**Work request**
Please carry on the news article about Wausaukee's electric-vehicle charger ordinance, starting right after its final sentence.

WAUSAUKEE – The Village of Wausaukee will now allow electric-vehicle chargers, and commercial properties with EV charging permits can count an EV charging space toward minimum parking requirements, according to an amended village ordinance the Village Board passed Oct. 21.
Wausaukee Village Administrator Sara Pullen said an attorney specializing in municipal code law recommended the village board update their ordinances to make way for EV charging. To date, the village doesn’t have any EV chargers, she said.
A separate ordinance amending the zoning code includes definitions of EV charging and EV charging stations. EVs include battery-powered electric vehicles and plug-in hybrids.
Level one chargers are slower than Level two medium chargers, and both are intended for residential use. Level one chargers operate on 15-20 amp breakers on a 120 volt circuit, while level two chargers operate on a 240-volt AC charger.
An EV-capable space is a designated parking space with electrical panel capacity, according to the amended ordinance. Level three direct-current fast-chargers, which operate on breakers of 60 amps or more and on 480 volt circuits, are intended for commercial and public applications.

**Material provided**
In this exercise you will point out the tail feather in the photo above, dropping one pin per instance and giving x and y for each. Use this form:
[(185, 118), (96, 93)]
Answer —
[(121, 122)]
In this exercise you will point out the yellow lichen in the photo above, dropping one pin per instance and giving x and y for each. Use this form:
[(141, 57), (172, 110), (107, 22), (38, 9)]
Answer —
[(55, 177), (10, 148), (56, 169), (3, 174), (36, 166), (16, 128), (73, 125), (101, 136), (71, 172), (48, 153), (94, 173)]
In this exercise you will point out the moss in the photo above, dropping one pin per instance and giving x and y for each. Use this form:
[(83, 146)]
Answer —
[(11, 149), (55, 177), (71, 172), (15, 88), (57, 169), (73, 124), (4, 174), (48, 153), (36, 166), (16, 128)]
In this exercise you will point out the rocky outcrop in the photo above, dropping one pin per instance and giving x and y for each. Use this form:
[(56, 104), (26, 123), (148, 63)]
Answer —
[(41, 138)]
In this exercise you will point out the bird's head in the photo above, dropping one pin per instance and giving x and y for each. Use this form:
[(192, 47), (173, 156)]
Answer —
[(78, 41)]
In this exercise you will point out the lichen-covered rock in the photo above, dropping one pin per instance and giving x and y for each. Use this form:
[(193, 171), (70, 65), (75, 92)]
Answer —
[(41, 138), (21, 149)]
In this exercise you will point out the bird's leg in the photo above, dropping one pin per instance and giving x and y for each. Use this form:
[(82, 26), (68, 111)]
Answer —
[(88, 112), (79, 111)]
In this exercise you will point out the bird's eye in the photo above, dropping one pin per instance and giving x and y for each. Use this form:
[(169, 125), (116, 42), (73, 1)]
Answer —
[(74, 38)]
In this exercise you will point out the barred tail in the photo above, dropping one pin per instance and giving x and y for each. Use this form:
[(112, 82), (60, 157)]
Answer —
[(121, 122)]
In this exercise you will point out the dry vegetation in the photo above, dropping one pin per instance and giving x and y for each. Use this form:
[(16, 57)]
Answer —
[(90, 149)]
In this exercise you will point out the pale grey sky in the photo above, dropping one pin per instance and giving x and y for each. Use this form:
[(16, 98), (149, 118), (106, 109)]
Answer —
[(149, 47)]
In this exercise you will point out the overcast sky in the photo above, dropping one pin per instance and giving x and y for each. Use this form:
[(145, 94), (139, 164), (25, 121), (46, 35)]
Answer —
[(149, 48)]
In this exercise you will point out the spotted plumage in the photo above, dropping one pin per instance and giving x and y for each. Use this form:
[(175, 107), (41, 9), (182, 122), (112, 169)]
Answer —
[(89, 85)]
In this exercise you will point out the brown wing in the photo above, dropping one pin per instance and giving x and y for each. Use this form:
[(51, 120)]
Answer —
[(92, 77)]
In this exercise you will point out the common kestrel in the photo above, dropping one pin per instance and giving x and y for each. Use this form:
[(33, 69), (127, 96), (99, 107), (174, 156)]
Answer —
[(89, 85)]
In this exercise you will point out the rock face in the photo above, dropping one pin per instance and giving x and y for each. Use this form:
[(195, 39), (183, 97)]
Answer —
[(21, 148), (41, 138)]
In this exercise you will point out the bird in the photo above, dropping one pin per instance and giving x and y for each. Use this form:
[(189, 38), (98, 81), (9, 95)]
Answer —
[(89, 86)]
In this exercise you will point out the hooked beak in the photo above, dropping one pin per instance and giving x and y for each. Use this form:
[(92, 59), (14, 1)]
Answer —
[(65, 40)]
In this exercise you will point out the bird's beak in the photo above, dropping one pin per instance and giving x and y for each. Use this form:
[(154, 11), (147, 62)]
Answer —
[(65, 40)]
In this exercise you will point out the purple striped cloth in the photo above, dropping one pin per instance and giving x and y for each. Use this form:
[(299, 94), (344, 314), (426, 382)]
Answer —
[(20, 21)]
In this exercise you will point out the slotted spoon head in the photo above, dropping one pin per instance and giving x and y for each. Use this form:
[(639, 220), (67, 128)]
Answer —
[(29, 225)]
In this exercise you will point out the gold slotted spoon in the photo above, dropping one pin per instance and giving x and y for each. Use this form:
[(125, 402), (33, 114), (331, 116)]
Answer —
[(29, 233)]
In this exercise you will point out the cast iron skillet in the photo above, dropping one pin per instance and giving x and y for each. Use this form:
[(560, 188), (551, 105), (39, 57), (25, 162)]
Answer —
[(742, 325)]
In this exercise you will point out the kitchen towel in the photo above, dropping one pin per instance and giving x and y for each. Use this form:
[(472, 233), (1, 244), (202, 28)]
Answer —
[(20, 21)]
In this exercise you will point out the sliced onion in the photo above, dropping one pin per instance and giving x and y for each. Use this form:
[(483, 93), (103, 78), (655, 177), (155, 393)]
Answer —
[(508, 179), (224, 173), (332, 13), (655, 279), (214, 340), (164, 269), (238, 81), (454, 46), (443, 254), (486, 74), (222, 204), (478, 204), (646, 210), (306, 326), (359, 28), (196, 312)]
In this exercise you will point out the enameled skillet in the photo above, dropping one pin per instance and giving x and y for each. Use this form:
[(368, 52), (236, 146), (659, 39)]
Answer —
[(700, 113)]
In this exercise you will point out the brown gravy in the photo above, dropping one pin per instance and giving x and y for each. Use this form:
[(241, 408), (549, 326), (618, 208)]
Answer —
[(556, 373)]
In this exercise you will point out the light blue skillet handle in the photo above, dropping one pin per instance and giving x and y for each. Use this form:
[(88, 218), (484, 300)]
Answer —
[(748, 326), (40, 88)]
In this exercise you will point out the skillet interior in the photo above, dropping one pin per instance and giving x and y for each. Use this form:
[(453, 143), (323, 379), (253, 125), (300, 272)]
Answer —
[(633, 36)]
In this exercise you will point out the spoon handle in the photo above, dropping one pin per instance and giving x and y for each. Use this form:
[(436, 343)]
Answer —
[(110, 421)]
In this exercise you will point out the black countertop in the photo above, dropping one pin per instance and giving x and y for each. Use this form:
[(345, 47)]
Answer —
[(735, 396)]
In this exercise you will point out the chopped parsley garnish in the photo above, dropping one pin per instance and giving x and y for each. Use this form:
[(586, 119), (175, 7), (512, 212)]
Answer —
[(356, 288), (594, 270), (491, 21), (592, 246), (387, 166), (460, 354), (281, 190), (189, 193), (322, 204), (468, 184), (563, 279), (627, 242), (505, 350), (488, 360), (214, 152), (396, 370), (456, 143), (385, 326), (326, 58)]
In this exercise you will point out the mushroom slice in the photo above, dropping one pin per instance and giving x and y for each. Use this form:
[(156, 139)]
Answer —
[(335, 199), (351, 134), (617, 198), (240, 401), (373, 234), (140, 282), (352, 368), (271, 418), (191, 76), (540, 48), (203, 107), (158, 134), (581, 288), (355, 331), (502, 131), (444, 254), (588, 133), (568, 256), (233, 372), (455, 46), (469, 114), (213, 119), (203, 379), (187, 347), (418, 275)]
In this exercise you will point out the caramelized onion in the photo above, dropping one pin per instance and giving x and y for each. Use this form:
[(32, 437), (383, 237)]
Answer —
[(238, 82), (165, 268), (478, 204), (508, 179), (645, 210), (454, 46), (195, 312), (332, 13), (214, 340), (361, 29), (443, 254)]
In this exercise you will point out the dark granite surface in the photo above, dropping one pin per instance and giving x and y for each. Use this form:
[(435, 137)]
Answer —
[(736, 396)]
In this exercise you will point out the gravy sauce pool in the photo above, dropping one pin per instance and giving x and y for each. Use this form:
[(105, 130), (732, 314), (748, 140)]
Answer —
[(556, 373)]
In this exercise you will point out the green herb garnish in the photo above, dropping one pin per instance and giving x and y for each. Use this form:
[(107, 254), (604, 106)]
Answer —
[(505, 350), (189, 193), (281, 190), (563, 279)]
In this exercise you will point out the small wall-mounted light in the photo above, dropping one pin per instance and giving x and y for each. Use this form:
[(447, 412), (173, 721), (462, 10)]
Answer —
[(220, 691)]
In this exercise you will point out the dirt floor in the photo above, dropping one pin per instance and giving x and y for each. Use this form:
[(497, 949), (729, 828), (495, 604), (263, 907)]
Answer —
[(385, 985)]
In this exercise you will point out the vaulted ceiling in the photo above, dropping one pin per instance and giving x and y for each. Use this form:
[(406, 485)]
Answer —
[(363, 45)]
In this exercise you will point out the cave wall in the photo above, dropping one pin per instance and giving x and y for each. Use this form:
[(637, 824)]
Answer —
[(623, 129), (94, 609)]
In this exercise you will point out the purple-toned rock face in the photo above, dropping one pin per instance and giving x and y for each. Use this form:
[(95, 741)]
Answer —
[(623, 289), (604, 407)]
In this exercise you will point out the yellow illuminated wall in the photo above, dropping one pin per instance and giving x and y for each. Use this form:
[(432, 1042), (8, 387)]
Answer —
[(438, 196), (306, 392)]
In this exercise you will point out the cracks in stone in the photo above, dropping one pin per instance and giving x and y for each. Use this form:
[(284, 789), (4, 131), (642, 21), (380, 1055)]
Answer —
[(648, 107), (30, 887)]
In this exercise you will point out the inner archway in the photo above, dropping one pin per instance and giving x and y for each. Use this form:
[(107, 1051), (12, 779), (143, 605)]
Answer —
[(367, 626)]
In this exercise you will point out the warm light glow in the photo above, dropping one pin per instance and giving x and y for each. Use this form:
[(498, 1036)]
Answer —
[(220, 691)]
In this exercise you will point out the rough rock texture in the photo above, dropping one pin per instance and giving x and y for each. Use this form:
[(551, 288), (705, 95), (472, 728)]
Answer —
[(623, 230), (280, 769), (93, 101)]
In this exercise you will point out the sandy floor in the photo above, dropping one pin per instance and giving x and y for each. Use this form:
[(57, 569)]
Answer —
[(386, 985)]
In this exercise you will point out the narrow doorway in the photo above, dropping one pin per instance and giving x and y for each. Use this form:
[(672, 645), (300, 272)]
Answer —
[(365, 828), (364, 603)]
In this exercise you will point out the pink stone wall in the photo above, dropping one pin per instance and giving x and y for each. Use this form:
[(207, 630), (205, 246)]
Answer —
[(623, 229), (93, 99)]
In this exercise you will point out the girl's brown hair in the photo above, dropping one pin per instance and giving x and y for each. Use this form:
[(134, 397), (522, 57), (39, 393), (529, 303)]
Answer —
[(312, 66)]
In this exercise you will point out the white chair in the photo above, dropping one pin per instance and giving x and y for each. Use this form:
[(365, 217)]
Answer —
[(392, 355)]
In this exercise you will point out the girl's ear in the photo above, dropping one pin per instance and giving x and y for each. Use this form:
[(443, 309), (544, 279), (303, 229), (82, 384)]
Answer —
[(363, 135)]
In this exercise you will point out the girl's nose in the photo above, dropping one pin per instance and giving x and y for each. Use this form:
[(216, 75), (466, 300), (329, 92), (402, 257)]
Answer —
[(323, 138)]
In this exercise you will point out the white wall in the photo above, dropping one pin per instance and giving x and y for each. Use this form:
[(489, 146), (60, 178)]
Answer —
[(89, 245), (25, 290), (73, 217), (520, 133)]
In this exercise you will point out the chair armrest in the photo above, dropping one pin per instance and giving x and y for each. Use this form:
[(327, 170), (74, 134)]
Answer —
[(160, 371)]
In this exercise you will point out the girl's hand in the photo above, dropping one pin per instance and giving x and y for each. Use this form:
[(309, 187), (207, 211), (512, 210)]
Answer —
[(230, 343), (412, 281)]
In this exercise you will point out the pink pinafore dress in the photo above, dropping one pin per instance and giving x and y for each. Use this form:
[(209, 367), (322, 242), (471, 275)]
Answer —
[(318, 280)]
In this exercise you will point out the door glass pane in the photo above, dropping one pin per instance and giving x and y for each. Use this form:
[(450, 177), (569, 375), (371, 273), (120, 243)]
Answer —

**Expected output**
The Village Board and administration continues to work on a Comprehensive Plan, including a housing study, Pullen said. “Housing is a big part of it,” she said. “It’s obviously our biggest need here.”
To address a housing shortage, the village has received a $1.6 million grant through Senate appropriations and Sen. Tammy Baldwin’s help, according to Pullen. “We just got really lucky,” she said. “Now it’s a matter of finding more grants to hire engineering and design.”
The village wants to build workforce housing units, Pullen said. “We have a whole lot of low-income citizens,” she said. About five percent of the village’s housing stock is currently available for purchase or rent, while 95% is occupied. “We’re full. We’re at capacity,” she told a reporter in a phone interview.
The village talked with developers before COVID-19 hit, Pullen said, but the costs involved in developing new housing were too high. “We’re small,” she said, of the village’s population of about 590.
“Developers tend to keep themselves in Green Bay, where there’s mass development,” Pullen said.
The village plans to use the grant funds to provide infrastructure for a housing development on High School Hill. It received a $25,000 grant from the state’s Thrive Rural program to assist with hiring engineers and planners for the project, Pullen said.
Cedar Corp. is working on a conceptual design. At a public meeting, the planners sought input on the kind of housing people wanted. “From that, and some site studies, we’re working on a conceptual design plan,” Pullen said. “The new housing could include a combination of duplex and triplex apartment units and larger apartment buildings. But the plan would require a zoning variance. If that plan falls through, and they say those lot sizes are too small and we have to move to half-acre lots, we would have fewer units.”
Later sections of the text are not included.